_WHAT THIS TASK INVOLVES:_
In the COVID-19 blog entry below, which zone is Ottawa rated to be in?

_TEXT SHOWN:_

*** Block opens ***

Saturday, November 21, 2020


News on the COVID front not very encouraging. That, despite the longed-for revelation that Pfizer and Moderna -- and now Astra-Zeneca as well -- pharmaceuticals' Third-Phase Trials have been rated so positively. The world is on literal tenterhooks waiting for some medical miracle to rescue us all from the grip of this SARS-CoV-2  virus that has wrought such untold misery and damage globally. But we will have to continue waiting, as difficult as that is, before those three and following vaccines are approved for emergency use to shield the world population as best as can be done, from the predatory virus.


Case numbers skyrocket in the U.S., in Russia, in France, Italy, the Middle East, in India, Mexico. The one area of the world that appears to have succeeded in dampening the dread effects of the pandemic seems primarily to be China, if news coming out of their state-sponsored agencies are to be believed. What is hardly to be believed is that the source of the infection which has gone on to destroy countless lives across the globe and has done so much harm to the world economy, sinking employment and leaving families triple-marooned on an island of fear, illness and lost income has hardly made a dent in China.


Here in Canada, the news is sobering, with the nation's top public health experts warning that with this second storm of infections the subsiding rates that were seen in the wake of the first wave, has reversed to alarming proportions. Once again acute-care institutions and retirement residences have become hot-spots for infections and deaths. 

We are warned by health authorities and by those whom we routinely elect to govern us for the greater good of society that we, the public, have let down our cautionary measures resulting in community infection rates increasing alarmingly. In Toronto and Peel region, Ontario's premier has ordered another lockdown; all non-essential services and businesses are to close for a designated period. Yet day-cares and schools will remain open.


In Ottawa, where we live, we are rated to be in the 'orange zone', not quite reaching the point where Toronto has gained the distinction of 'red', but getting there. Grim, grim, grim. But we've a life to  live and to get on with, and there is no use moping and succumbing to numbing fear. Hope does spring eternal in the human psyche, and never more so than when matters turn as seemingly hopeless as they are now deemed to be.

*** Block closes ***

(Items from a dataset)

*** Block opens ***

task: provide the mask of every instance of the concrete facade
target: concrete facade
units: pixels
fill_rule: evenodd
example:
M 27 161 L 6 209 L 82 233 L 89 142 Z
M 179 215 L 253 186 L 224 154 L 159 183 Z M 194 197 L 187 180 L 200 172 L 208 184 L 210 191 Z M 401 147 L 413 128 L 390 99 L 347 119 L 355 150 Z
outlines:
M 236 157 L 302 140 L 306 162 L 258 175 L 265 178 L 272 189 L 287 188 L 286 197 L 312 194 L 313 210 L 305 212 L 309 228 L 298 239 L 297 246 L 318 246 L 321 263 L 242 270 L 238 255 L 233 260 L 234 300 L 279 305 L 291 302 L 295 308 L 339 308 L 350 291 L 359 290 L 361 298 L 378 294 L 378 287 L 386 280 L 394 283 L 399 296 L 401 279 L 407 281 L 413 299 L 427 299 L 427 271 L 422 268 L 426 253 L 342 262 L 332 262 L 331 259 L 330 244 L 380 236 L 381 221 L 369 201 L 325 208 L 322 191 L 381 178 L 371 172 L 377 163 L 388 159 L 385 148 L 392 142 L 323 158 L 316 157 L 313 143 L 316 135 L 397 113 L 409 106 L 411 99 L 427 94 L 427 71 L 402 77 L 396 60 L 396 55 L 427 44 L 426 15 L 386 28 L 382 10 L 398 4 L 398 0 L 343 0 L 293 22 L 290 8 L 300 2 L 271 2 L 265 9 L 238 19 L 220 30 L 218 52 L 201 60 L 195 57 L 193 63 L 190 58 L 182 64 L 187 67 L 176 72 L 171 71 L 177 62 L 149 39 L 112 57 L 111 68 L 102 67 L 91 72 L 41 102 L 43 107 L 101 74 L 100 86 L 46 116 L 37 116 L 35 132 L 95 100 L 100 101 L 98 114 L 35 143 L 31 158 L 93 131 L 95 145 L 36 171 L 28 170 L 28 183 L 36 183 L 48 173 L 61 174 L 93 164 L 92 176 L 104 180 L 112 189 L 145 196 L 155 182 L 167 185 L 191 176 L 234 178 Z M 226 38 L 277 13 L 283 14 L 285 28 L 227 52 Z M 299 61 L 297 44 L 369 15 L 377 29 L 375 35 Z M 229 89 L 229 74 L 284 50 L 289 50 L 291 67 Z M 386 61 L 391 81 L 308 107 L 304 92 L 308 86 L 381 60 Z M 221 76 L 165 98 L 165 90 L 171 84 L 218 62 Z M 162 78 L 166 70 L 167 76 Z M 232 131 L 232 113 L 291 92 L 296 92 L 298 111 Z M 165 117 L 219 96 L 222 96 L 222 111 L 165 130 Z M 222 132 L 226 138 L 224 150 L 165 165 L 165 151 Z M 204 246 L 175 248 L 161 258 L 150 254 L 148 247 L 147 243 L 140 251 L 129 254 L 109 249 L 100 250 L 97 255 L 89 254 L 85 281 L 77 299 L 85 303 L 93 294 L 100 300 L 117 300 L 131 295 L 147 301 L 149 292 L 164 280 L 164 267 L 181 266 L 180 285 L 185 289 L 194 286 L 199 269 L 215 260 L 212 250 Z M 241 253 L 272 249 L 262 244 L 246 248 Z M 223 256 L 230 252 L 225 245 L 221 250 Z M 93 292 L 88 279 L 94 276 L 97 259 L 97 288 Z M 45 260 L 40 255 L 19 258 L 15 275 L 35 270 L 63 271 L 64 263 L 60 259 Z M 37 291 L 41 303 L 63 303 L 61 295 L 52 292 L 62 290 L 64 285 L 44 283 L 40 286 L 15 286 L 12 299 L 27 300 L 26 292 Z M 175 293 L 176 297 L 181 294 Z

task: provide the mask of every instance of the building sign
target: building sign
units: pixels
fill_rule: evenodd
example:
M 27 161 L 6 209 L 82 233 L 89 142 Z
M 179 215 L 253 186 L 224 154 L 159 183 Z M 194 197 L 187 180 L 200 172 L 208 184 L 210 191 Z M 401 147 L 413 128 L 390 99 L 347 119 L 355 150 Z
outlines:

*** Block closes ***

_SOLVED PROBLEM:_
Ottawa is rated to be in the 'orange zone'.